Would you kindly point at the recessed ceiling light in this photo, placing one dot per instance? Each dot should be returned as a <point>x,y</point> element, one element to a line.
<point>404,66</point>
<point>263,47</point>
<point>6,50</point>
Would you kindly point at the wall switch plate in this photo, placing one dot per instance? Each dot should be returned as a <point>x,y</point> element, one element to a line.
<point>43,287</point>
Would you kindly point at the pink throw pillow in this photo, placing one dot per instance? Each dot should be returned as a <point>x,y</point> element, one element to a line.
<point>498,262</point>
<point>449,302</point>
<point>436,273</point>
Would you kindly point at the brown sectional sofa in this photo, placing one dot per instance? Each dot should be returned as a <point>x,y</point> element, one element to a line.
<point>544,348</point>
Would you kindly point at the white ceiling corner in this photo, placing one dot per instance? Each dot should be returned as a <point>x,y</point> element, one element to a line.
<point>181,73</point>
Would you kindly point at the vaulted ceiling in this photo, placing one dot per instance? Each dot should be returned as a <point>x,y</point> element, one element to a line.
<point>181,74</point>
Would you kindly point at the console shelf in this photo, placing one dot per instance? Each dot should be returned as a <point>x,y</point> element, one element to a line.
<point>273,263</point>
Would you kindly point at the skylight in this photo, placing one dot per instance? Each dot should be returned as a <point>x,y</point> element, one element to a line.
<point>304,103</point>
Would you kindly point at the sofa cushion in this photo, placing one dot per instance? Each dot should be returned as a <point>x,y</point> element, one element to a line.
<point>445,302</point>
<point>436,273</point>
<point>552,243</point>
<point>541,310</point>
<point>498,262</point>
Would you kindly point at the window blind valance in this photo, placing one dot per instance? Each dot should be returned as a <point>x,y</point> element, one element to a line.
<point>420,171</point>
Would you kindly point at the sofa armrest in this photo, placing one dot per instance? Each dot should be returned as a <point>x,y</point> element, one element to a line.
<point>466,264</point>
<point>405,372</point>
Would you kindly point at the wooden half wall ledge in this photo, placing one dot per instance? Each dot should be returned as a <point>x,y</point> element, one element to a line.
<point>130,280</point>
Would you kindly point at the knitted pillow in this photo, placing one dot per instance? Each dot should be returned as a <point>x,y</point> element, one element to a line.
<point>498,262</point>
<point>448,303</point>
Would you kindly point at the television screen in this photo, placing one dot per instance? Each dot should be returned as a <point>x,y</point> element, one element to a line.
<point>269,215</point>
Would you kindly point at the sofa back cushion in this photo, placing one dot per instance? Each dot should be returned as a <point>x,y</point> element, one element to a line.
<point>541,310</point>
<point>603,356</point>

*Your goal*
Restate the listing word for word.

*Output of the task*
Would you kindly point at the recessed ceiling light in this photo, placing one dot per instance? Each dot should be returned as a <point>x,y</point> element, one element to a line.
<point>404,66</point>
<point>263,47</point>
<point>6,50</point>
Would you kindly point at the wall switch plate in this photo, placing one dot per instance? Each dot should be returned as a <point>x,y</point> element, one element to a line.
<point>43,287</point>
Would you kindly point at the pink throw pillow in this photo, placing one dot per instance? Each dot should be returned as a <point>x,y</point> element, one element to a line.
<point>498,262</point>
<point>449,302</point>
<point>436,273</point>
Would you kindly point at the brown sectional sofa in this photo, placing one dot per instance? Each dot should be returned as a <point>x,y</point> element, one element to a line.
<point>544,348</point>
Would you kindly point at the white ceiling corner in this photo, placing one dot per instance? Each dot should be returned as a <point>x,y</point> element, one element to a line.
<point>181,73</point>
Would you kindly point at the vaulted ceiling in this photo, placing one dot per instance? Each dot should be returned as a <point>x,y</point> element, one element to a line.
<point>181,74</point>
Would you kindly point at the console shelf in this photo, placing one dot per instance? Each dot should be returned as a <point>x,y</point> element, one element to a line.
<point>273,263</point>
Would you kindly point at the skylight in this photo, placing one dot per instance? Each dot should be returned as a <point>x,y</point> element, one element to a line.
<point>304,103</point>
Would you kindly point at the sofa cushion in this photo, placing one dot per instance? Each dot should be returned as a <point>x,y</point> element, one element to a line.
<point>445,302</point>
<point>436,273</point>
<point>552,243</point>
<point>541,310</point>
<point>498,262</point>
Would you kindly point at the window blind valance in this photo, placing one dot per instance? Each dot should be returned as a <point>x,y</point> element, one element to a line.
<point>420,171</point>
Would you kindly point at the sofa armrest in this photo, placing one dot per instance? Each dot should be returned as a <point>x,y</point> element, one element to a line.
<point>466,264</point>
<point>405,372</point>
Would you kindly point at the wooden half wall ledge in this photo, placing one dot per instance? Each dot should be returned as a <point>x,y</point> element, one element to a line.
<point>130,280</point>
Would you kindly point at the knitted pillow in this photo, placing one dot per instance? Each dot should be returned as a <point>x,y</point> element, one element to a line.
<point>498,262</point>
<point>448,303</point>
Would you kindly point at the television screen in this photo, placing one dot per instance? Each dot should be returned as a <point>x,y</point> element, one element to a line.
<point>269,215</point>
Would you kindly point at the sofa back cushion in this photo, placing one dot per instance? Each dot should be returned as a <point>x,y</point> element, one element to a line.
<point>541,310</point>
<point>603,356</point>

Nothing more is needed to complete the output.